Work instruction A
According to the article on college reopening decisions, which factor had the strongest influence overall on colleges' choice to reopen with in-person instruction this fall?
Work instruction B
Continue the article on college reopening decisions from its last sentence.

Quoted passage
BEGIN

State sociopolitical factors strongly influenced four-year public colleges in their reopening decisions, new working paper finds. County sociopolitical factors played into decision making at private four-year colleges and two-year public colleges.
In fall reopening announcements, colleges and universities emphasized student and employee safety as important in their decision making. But a new working paper finds state and county sociopolitical features had a stronger influence on whether colleges held in-person instruction than did the severity of the pandemic.
Among several factors considered, county sociopolitical features had the strongest influence on colleges’ decisions to reopen with in-person instruction this fall, followed by pandemic severity and state sociopolitical features, according to the working paper. Public four-year colleges were most strongly influenced by state socioeconomic features, and private colleges more seriously considered pandemic severity in their decision making than public institutions.

END

Extracted material
BEGIN

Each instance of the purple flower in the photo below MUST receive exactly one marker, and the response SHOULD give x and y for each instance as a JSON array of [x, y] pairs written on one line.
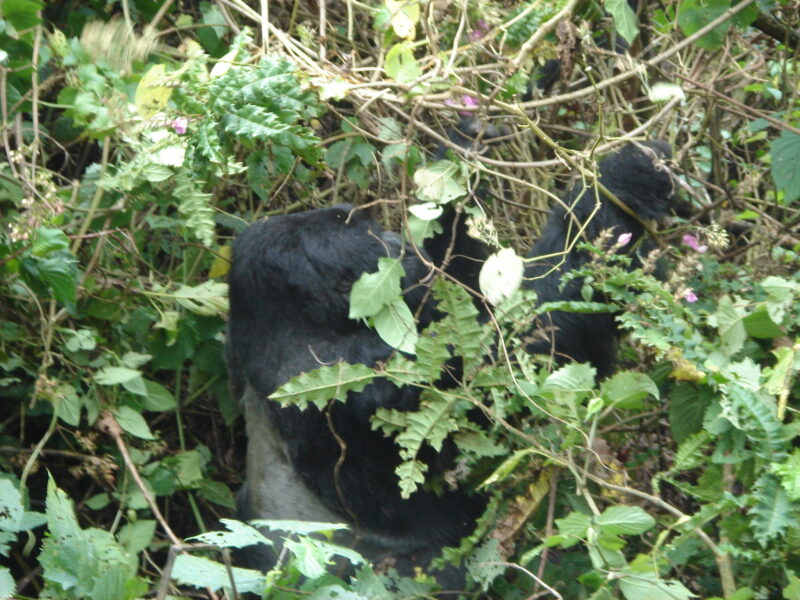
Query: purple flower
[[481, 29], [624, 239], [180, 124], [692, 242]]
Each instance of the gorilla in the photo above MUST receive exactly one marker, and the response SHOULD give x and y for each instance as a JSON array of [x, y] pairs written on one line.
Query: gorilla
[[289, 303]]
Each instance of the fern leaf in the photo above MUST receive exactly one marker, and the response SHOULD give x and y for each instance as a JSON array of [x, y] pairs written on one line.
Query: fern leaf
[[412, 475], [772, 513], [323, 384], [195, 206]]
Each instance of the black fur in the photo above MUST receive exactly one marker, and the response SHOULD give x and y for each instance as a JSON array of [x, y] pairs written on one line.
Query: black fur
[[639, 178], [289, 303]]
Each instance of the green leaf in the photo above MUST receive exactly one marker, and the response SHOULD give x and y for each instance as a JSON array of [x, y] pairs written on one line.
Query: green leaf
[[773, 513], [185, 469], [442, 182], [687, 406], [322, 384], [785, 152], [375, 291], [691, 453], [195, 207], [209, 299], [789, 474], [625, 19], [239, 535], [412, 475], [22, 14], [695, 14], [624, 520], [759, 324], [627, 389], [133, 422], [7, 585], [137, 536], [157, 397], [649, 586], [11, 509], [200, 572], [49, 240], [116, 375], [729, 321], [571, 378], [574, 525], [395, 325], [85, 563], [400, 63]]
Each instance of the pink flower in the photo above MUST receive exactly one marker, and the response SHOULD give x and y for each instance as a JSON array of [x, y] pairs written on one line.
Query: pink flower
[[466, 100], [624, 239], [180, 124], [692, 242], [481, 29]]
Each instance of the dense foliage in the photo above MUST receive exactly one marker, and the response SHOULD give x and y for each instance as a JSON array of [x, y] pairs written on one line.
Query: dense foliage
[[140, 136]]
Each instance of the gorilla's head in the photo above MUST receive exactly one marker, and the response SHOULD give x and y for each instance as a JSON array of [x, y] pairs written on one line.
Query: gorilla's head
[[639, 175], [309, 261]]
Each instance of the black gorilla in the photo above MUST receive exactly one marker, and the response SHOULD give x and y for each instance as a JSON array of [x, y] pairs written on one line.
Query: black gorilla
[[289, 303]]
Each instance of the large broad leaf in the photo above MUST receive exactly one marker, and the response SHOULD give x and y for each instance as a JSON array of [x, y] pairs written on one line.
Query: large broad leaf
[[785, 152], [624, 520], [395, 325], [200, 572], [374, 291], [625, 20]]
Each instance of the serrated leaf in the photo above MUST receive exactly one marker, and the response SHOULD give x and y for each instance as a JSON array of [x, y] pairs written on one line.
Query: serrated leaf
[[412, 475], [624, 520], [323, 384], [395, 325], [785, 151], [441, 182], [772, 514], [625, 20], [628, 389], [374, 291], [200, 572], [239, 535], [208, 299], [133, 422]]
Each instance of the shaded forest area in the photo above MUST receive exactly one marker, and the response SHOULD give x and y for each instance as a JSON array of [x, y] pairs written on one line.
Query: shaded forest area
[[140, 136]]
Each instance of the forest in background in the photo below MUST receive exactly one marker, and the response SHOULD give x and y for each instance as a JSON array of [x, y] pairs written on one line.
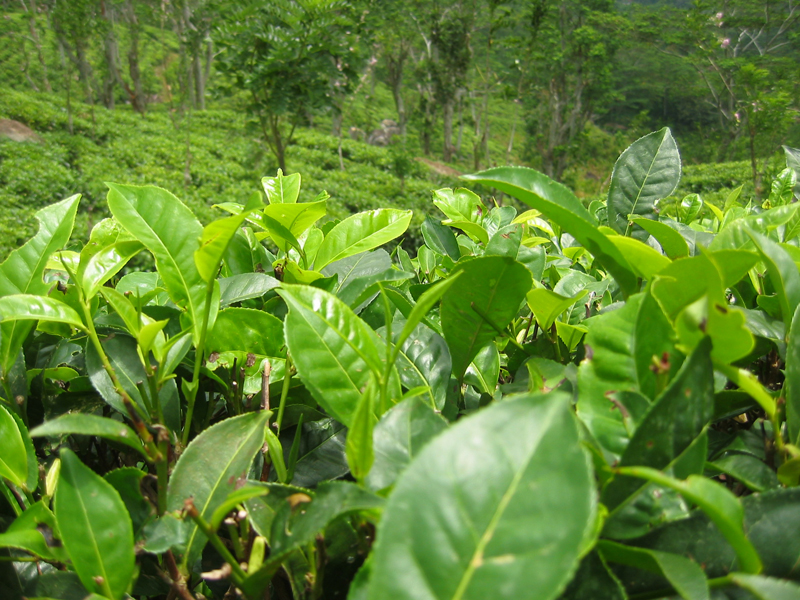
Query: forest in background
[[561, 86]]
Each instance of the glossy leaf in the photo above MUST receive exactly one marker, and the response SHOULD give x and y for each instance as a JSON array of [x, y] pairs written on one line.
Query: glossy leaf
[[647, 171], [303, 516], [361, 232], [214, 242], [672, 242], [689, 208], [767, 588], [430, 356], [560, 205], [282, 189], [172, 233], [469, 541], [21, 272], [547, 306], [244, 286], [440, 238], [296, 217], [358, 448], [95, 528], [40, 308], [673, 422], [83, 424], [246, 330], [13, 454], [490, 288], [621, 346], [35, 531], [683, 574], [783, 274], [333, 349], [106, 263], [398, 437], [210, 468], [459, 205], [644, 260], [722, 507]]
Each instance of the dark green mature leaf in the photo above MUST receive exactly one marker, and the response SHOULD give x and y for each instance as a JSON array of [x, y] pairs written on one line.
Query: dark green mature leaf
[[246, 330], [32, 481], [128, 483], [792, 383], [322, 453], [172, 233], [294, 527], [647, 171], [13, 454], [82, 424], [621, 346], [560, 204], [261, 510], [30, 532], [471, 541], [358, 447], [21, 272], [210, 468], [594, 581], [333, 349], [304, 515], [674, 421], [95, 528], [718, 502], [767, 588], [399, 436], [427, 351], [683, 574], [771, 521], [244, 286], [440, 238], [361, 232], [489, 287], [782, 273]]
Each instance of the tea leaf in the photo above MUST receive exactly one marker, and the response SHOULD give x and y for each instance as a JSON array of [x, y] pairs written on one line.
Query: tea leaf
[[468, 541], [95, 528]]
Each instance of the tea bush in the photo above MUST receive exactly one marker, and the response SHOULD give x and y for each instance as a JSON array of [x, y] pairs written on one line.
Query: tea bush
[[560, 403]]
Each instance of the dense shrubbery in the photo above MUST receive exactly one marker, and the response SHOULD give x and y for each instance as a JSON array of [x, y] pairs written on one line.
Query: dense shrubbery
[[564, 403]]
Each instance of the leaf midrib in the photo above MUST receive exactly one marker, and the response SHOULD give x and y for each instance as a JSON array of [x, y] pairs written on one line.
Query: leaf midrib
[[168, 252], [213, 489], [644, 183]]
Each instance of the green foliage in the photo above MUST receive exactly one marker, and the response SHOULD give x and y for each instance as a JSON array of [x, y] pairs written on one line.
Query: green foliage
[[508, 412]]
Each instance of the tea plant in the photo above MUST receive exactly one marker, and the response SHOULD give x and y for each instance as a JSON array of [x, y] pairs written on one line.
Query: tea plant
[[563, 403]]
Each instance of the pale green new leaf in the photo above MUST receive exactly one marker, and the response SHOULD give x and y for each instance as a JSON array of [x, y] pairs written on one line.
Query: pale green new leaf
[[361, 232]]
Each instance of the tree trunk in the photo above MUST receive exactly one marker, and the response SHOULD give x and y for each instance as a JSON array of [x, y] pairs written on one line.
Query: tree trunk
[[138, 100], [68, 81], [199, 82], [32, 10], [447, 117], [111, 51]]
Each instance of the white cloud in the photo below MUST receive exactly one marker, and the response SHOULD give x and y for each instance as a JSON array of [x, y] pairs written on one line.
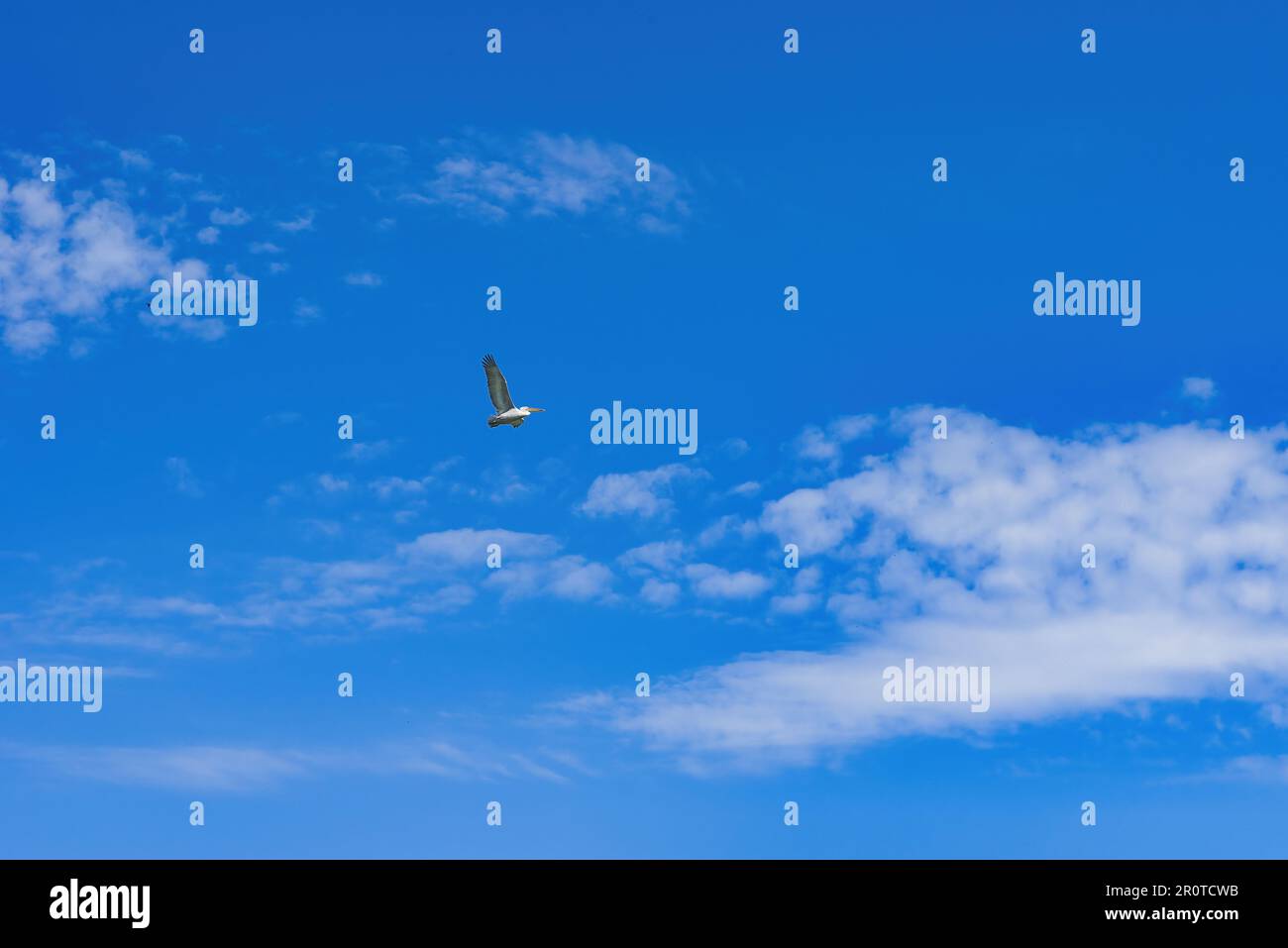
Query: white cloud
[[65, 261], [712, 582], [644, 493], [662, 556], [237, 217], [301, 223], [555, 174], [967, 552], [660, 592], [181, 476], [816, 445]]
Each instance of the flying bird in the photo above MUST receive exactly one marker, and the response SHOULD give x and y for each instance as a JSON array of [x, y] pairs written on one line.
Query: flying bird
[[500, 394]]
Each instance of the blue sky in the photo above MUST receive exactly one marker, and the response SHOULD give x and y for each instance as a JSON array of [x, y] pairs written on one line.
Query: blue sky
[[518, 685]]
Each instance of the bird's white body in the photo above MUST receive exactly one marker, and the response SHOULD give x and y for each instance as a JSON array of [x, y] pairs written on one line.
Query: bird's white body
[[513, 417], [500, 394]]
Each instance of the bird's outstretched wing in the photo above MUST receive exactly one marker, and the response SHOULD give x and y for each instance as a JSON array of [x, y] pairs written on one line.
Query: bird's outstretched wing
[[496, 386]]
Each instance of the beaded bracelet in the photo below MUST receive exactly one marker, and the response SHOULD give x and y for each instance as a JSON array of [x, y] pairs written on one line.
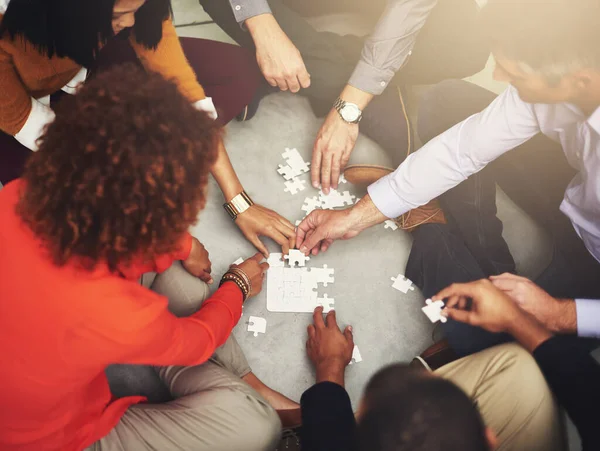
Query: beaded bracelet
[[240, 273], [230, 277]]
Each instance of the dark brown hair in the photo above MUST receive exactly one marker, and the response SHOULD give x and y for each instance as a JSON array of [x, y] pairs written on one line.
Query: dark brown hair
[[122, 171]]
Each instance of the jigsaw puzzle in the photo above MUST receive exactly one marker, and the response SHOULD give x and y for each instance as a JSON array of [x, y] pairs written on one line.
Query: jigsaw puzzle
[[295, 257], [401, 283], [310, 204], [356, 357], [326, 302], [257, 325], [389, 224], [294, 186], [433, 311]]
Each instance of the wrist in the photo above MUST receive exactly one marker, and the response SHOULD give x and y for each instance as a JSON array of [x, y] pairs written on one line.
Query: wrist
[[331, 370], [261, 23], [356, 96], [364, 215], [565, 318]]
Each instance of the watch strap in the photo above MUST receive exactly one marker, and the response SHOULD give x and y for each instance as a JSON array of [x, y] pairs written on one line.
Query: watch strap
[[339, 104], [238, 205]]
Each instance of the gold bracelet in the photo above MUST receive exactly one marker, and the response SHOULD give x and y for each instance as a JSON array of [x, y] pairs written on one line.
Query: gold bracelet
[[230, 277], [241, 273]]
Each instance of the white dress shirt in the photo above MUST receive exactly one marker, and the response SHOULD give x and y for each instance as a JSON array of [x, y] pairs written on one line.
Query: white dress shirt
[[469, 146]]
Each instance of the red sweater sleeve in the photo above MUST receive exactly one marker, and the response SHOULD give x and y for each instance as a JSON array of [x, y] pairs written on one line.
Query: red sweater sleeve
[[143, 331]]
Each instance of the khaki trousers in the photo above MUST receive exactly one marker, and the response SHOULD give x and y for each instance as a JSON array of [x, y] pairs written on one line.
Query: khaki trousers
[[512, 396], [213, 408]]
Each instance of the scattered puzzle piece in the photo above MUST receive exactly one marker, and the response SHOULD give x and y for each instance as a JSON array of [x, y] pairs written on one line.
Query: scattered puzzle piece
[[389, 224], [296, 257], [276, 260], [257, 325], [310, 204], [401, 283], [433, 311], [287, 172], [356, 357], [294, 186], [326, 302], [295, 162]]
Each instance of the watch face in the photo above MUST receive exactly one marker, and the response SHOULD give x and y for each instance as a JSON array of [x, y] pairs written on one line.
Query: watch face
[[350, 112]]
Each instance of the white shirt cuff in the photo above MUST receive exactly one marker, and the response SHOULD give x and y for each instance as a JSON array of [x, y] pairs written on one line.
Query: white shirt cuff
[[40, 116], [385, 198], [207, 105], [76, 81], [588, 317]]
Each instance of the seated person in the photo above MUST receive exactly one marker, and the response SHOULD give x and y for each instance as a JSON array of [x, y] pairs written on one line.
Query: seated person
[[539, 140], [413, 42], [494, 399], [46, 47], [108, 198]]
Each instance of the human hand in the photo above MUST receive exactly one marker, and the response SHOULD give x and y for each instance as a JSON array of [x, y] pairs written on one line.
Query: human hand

END

Result A
County sociopolitical features.

Result B
The new working paper is part of a series by the College Crisis Initiative at Davidson College. The initiative has studied colleges’ decision making throughout the pandemic. In September, the group released data showing that the political leanings of colleges’ home states played a role in their decisions about whether to bring students back to campus in the fall.
This latest paper, titled “We Want You Back: Uncovering the Influences on In-Person Instructional Operations in Fall 2020,” builds on those findings. Authors analyzed final decisions for fall semester instruction as of Sept. 9, 2020, for 2,469 institutions. The paper has not been peer reviewed or formally published.